» Passage provided

····················

# Tug a war aggression



## Vhuynh2 (Feb 13, 2012)

I think I would teach a solid leave it before bringing him to dog parks and letting him practice this behavior. 

I play tug of war with my dog without any problems at all. She will never grab anything that clearly belongs to another dog, especially if it is in another dog's mouth.


Sent from my iPhone using Petguide.com Free App


----------



## dgmama (Nov 29, 2012)

I'm dealing with my dog's aggression too. (Don't worry, you're not alone!) Well, my dog trainer says he isn't aggressive, but he CAN be since he was never socialized well as a puppy. Some things she told me was to teach him to ignore other dogs. Which, this might not apply to your situation, but thought I'd share. A tip she gave me was having a squeaky toy to distract him if there's tension.


----------



## MikaTallulah (Jul 19, 2006)

I never bring fave toys to the dog park myself. Buddy only gets to play with Tennis balls and other balls at the dog park as well as the other dogs. "No home toys allowed" it keeps the resource guard and possession to a minimum.

I would say Tug of war is off limits for your dog! Especially if it is a toy from home.


----------



## laprincessa (Mar 24, 2008)

····················

» Lines of data
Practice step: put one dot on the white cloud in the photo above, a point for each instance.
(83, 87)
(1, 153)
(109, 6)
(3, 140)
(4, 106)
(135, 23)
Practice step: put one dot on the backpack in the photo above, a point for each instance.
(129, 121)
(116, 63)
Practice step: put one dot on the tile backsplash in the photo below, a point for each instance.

····················

» Problem description
Reproduce verbatim the passage of the forum thread on tug-of-war aggression from "## MikaTallulah (Jul" up to and including "(Mar 24, 2008)".

» Output below
## MikaTallulah (Jul 19, 2006)

I never bring fave toys to the dog park myself. Buddy only gets to play with Tennis balls and other balls at the dog park as well as the other dogs. "No home toys allowed" it keeps the resource guard and possession to a minimum.

I would say Tug of war is off limits for your dog! Especially if it is a toy from home.


----------



## laprincessa (Mar 24, 2008)